Work item:
Reproduce the whole listing, keeping each word unchanged.

Supplied data: Begin

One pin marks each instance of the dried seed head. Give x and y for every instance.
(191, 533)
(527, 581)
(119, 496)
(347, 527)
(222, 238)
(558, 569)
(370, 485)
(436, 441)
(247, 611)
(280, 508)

Supplied data: End

Expected answer:
One pin marks each instance of the dried seed head. Give x and y for every instance.
(191, 533)
(527, 581)
(119, 496)
(347, 527)
(222, 238)
(558, 569)
(370, 485)
(436, 441)
(247, 611)
(280, 508)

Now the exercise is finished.